> Work item:
Word for word, output the data that follows.
Segment Start: Dataset
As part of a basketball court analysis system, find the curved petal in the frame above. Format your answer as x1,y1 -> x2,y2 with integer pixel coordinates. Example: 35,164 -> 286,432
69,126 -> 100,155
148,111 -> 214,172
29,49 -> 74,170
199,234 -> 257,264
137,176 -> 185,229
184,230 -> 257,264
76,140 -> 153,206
Segment End: Dataset
> Response to this task:
As part of a basketball court analysis system, find the curved petal in the frame above. Format your answer as x1,y1 -> x2,y2 with integer pixel coordinates. Example: 35,164 -> 286,432
69,126 -> 100,155
148,111 -> 214,172
29,49 -> 74,170
199,234 -> 257,264
137,176 -> 185,229
184,230 -> 257,264
76,140 -> 153,206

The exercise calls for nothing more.